Moscow is believed to be one of the most expensive cities in the world. However this is not always true. The public transport and local food do not cost much and travelers can easily explore this city on a budget. Here we offer a list of Moscow attractions that one can visit for free. (Photo Credit: Alan Cordova/Flickr)
Streets and squares
It’s so nice to explore the historic center of Moscow on foot. Walk around the Kremlin and visit the magnificent Red Square, stroll along atmospheric Arbat street, explore Varvaka strret with its amazing old churches. It’s worth visiting Sparrow Hills (South –West of Moscow) to see a fantastic panoramic view of the city. Standing on a platform one can see the historic center and modern Moscow, mediaeval Moscow churches and solemn Stalinist high-rise buildings. One of the most famous buildings in the area is the Moscow State University. This temple of knowledge looks spectacular on a hill.
Moscow historic shops
Even if you don’t like shopping it’s worth visiting Moscow old shops. Everyone visiting Red Square remembers an elegant beige-colored building stretching opposite the Kremlin wall. This is the oldest Moscow shop – GUM. It was built in 1888-93 as a department store. The beautiful interiors have survived up to now. Another impressive building is Eliseevsky grocery store. It’s not far from Red Square on Tverskaya street. It offers not only exquisite selection of delicacies but also breathtaking Art Nouveau interiors and decorations.

==*==

SET TASKS:
1: Reproduce verbatim the portion of the article on free Moscow attractions starting with "Moscow is believed" and going on through "Credit: Alan Cordova/Flickr)".
2: Extend the article on free Moscow attractions, picking up after its final sentence.

Object outline annotations:
==*==

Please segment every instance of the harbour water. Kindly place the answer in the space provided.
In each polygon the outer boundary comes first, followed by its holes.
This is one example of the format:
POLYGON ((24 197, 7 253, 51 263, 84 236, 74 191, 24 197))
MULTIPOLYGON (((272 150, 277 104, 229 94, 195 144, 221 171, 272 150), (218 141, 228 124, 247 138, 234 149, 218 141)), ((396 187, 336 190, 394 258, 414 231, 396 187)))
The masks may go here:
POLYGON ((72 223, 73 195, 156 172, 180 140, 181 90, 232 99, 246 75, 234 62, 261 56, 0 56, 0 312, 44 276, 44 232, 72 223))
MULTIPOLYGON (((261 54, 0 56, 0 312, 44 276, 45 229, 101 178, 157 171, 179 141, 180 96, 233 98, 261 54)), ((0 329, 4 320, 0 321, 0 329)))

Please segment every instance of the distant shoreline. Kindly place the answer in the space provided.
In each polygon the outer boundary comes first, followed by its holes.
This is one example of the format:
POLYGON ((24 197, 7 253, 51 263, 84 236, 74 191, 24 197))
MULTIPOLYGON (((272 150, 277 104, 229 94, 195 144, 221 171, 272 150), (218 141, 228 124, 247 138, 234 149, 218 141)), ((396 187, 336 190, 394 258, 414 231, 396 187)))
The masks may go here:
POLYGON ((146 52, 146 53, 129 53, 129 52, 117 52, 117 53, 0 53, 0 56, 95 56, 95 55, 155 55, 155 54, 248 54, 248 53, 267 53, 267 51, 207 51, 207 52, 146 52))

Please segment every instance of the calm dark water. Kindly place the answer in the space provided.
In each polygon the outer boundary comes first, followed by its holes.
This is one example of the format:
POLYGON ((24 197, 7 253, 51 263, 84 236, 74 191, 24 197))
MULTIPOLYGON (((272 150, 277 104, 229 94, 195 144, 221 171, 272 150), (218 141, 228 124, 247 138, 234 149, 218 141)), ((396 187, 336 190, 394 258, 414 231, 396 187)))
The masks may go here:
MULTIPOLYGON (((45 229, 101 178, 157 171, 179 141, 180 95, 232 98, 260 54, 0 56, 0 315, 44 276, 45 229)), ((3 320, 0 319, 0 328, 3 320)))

==*==

THE RESULTS:
1:
Moscow is believed to be one of the most expensive cities in the world. However this is not always true. The public transport and local food do not cost much and travelers can easily explore this city on a budget. Here we offer a list of Moscow attractions that one can visit for free. (Photo Credit: Alan Cordova/Flickr)

2:
Moscow churches and monasteries
The oldest buildings that survived in the city are churches. In Moscow there’re plenty of beautiful old churches and monasteries. Some of them have been turned into museums (in this case you pay to get inside) but working churches welcome all visitors. Here’re some ideas of what to see in Moscow : Krutitsy Metochion ( a unique ensemble of the 17th century architecture), Andronikov monastery, (The great medieval painter Andrei Rublev spent the last years of his life at the monastery and was buried there. The cathedral from the 1420s is the oldest surviving building in Moscow.), Christ the savior Cathedral (this is not an old building, but the cathedral has impressive interiors and today it’s the main church of Moscow).
Probably the most famous grave in the city is the mausoleum of Lenin on Red Square. Some people find it strange that a beautiful public square is the cemetery at the same time. But the Moscow authorities decided to keep the tomb as a tribute to the Russian history. The embalmed body of Lenin can still be viewed; the mausoleum is open 10-13 every day except Monday and Friday.
Behind Lenin’s mausoleum is the Kremlin wall necropolis. Here’re graves of the most important personalities of the Soviet times – Stalin, Brezhnev, Andropov, Chernenko and others.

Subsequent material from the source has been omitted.